◆ Excerpted text
=====

Among the initiatives developed for monitoring, rankings and indicators emerge as tools to address urban sustainability. They facilitate the quantification and understanding of complex phenomena [8, 17, 18] and can produce adequate responses to social impacts [19]. However, the challenge lies in selecting the most appropriate index due to its diversity [20]. Bearing in mind the limitations identified in these rankings and indicators [14, 21], a primary concern is whether these rankings or indicators truly capture the causal complexity that characterizes urban phenomena [4, 13, 21]. In addition, the methodology commonly used in the interpretation of sustainability-related indicators focuses on the independent influence (net effects) of isolated factors, lacking a systemic thinking and a comparative approach that would allow for deeper analysis and interpretation. Given that the independent examination of the dimensions that make up an index can provide different patterns from those that would be obtained by studying them as a whole, there is a call to use methods that allow addressing the complexity that characterizes urban systems [5, 8]. These methods would allow for a more accurate analysis taking into account the complex, multipath and non-linear interrelationships between indicators [17, 21].

In this way, it is pertinent to design studies based on an appropriate methodology to understand the heterogeneous effects that different innovations have on environmental deterioration [22]. For this reason, various tools have been used to rank the determinants of sustainability [11]. In recent years, numerous studies have analyzed environmental neutrality using different econometric methodologies that, although they highlight the causal links between the parameters, present results that are considered mixed and inconsistent [3]. Furthermore, the data used in the indicators are heterogeneous, which, together with the problem of correlation, poses a challenge to their comparability [10]. For this reason, authors have opted for the use of analysis techniques that take into account the complexity and asymmetry linked to the determinants of sustainability [11, 23]. Within them, first of all, the focus is on second-generation econometric methods that overcome the treatment of the heterogeneity and cross-sectional dependence of the variables studied [3, 22, 23]. This situation has led to the application of the (Method of Moments) Quantile Regression to different indices linked to sustainability [1, 3, 6, 22,23,24], as well as in other works focused on the determinants of the development of economies [25]. Due to its flexibility and efficiency, quantile regression helps understand the behavior of sustainability pillars by studying the entire distribution [24].

=====

◆ Dataset excerpt
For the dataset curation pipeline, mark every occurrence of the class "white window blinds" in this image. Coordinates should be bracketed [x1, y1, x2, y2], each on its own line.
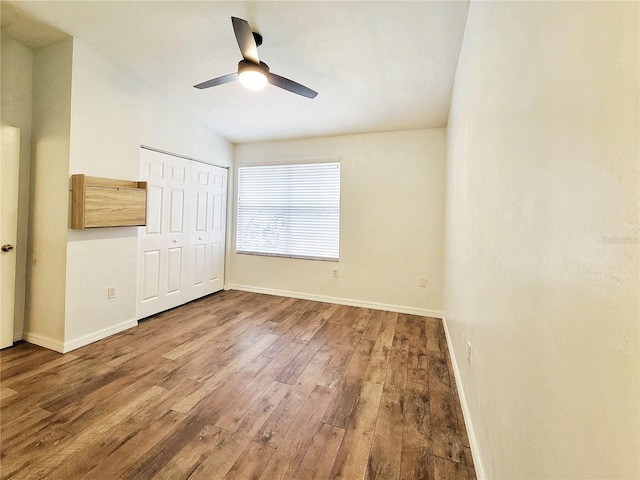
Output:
[236, 162, 340, 260]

=====

In the passage on urban sustainability indicators, what do second-generation econometric methods overcome?

They overcome the treatment of the heterogeneity and cross-sectional dependence of the variables studied.